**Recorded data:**
** BEGIN **
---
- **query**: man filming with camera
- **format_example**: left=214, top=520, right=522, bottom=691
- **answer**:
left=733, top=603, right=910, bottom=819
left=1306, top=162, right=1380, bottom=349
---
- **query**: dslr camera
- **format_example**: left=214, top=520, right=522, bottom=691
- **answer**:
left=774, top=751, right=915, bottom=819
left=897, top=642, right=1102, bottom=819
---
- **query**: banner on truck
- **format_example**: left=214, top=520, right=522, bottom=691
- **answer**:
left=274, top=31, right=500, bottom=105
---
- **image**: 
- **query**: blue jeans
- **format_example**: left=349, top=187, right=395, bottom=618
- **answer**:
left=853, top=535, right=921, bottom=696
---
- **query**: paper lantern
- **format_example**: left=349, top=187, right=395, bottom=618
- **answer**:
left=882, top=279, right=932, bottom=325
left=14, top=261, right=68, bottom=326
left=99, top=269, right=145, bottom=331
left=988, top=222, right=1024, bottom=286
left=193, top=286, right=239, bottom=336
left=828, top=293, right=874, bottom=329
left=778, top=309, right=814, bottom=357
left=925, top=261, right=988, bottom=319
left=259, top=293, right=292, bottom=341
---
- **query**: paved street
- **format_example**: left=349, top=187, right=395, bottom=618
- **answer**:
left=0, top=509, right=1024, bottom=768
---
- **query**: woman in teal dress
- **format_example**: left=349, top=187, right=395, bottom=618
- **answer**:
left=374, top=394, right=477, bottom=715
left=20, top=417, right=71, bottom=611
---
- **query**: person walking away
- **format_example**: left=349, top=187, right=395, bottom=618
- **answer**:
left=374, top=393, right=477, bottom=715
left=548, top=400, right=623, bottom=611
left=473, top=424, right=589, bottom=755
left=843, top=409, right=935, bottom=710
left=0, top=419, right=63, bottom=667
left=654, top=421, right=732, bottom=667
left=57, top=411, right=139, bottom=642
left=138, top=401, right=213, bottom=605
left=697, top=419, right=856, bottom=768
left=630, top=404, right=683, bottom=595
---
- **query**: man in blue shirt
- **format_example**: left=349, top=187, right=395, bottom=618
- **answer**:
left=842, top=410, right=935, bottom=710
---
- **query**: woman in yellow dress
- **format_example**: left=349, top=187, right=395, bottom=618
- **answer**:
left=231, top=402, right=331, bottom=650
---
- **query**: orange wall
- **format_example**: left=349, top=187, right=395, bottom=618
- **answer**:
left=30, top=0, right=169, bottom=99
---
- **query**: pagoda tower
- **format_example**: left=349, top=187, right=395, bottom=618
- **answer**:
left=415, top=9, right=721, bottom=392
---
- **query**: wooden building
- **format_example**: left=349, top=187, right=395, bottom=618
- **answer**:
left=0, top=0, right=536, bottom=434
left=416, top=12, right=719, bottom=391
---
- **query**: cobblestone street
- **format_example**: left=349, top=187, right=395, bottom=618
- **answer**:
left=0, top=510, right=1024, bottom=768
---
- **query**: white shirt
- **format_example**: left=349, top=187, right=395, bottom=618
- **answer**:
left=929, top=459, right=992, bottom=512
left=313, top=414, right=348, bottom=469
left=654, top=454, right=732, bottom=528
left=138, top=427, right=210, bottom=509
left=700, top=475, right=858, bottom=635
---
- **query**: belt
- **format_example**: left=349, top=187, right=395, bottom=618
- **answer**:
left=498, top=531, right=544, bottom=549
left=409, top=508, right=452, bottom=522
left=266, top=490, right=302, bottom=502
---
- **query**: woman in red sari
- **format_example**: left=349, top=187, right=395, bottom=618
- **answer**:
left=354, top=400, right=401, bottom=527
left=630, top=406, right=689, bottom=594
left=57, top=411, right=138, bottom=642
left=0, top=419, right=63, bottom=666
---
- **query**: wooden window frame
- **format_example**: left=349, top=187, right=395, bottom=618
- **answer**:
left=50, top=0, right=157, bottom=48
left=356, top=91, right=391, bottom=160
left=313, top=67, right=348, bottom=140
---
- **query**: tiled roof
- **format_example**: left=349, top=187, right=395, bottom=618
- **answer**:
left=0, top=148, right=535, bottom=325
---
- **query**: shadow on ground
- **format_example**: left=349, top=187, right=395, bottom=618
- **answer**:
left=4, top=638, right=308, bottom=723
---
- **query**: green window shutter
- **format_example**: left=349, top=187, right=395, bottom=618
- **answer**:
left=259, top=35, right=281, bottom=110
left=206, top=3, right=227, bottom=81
** END **
**Goal:**
Convert the stretch of the listing from its first line through the line containing "left=853, top=535, right=921, bottom=696" into a JSON array of strings, one string per line, leaving out blank lines.

**Correct response:**
[
  "---",
  "- **query**: man filming with camera",
  "- **format_example**: left=214, top=520, right=522, bottom=691",
  "- **answer**:",
  "left=733, top=603, right=910, bottom=819",
  "left=1306, top=162, right=1380, bottom=349",
  "---",
  "- **query**: dslr camera",
  "- **format_example**: left=214, top=520, right=522, bottom=691",
  "- **answer**:",
  "left=774, top=751, right=915, bottom=819",
  "left=897, top=642, right=1102, bottom=819",
  "---",
  "- **query**: banner on truck",
  "- **format_example**: left=214, top=520, right=522, bottom=691",
  "- **answer**:",
  "left=274, top=31, right=500, bottom=105",
  "---",
  "- **image**: ",
  "- **query**: blue jeans",
  "- **format_example**: left=349, top=187, right=395, bottom=618",
  "- **answer**:",
  "left=853, top=535, right=921, bottom=696"
]